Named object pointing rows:
▽

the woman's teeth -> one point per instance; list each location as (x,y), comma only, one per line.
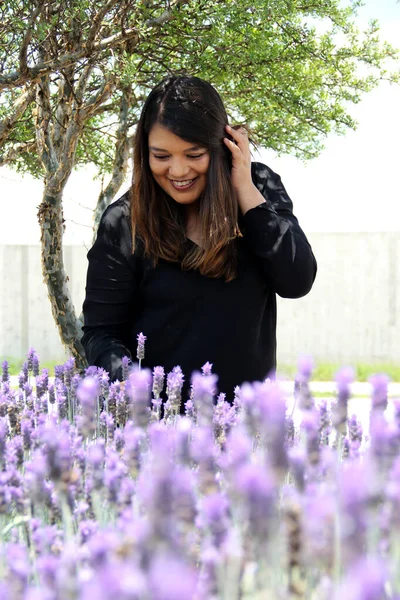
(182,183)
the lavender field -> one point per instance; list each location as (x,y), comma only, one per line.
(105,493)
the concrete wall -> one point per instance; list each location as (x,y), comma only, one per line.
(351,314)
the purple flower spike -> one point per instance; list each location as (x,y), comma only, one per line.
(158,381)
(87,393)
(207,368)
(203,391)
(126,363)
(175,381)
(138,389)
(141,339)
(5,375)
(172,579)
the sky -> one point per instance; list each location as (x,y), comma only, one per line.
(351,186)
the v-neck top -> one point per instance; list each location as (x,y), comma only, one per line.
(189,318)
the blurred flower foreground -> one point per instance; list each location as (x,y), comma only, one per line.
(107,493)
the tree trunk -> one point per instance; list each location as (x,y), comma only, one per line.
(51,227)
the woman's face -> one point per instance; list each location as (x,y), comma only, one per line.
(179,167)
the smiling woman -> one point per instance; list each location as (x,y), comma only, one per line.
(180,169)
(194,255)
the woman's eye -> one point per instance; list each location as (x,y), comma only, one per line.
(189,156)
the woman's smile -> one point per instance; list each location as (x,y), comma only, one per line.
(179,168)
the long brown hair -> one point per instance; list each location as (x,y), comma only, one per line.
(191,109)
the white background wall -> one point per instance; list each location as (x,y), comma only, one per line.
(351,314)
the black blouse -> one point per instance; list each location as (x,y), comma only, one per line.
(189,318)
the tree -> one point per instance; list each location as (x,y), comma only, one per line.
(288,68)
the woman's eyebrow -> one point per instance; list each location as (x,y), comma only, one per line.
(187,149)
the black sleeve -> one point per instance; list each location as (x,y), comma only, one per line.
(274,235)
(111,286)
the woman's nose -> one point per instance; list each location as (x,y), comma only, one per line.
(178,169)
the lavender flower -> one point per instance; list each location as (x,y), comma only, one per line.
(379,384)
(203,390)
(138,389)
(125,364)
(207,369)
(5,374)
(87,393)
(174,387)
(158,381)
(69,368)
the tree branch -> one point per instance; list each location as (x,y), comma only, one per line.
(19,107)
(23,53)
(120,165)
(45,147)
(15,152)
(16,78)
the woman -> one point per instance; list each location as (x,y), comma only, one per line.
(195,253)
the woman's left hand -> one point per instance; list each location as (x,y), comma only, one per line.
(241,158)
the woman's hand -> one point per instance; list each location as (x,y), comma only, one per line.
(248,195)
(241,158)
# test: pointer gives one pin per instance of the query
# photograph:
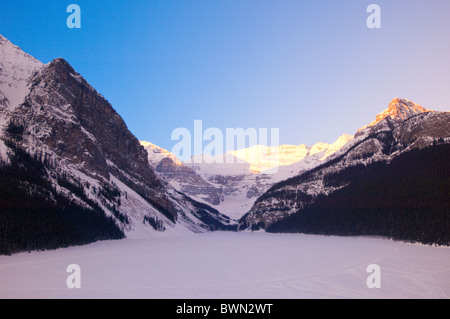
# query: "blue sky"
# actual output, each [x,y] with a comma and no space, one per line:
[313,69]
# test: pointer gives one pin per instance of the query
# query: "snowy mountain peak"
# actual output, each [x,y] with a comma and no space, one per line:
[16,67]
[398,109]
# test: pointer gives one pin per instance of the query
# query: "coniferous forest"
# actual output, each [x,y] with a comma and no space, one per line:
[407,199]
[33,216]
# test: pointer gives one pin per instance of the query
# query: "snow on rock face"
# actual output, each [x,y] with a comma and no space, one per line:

△

_The exercise_
Starting at the line that contains "the woman's hand" and ending at the last of the rows, write out every line again with the requests included. Scale each coordinate in the answers by 2.6, round to whole numbers with halves rounded up, and leave the pictures out.

_Exercise result_
the woman's hand -> one point per instance; list each location as (x,y), comma only, one per line.
(645,507)
(627,411)
# test: pointer gives one pin per instance of the query
# photograph:
# query: "blue sky"
# actual output, each [x,y] with a comma and no space, one per line:
[814,179]
# test: pointer gives one pin per instance of the query
# query: "snowy mountain peak"
# actual output, each [x,y] with a comma and no space, one per line:
[42,174]
[1035,283]
# test: pointer gives one pin per instance of the query
# query: "coniferous forest"
# actual output, each [x,y] with a comma and no space, one per line:
[1058,517]
[86,562]
# test: pointer gives one pin per instance of the query
# query: "snow on rock face"
# actual output, each [x,y] with a comma and no space, one per line:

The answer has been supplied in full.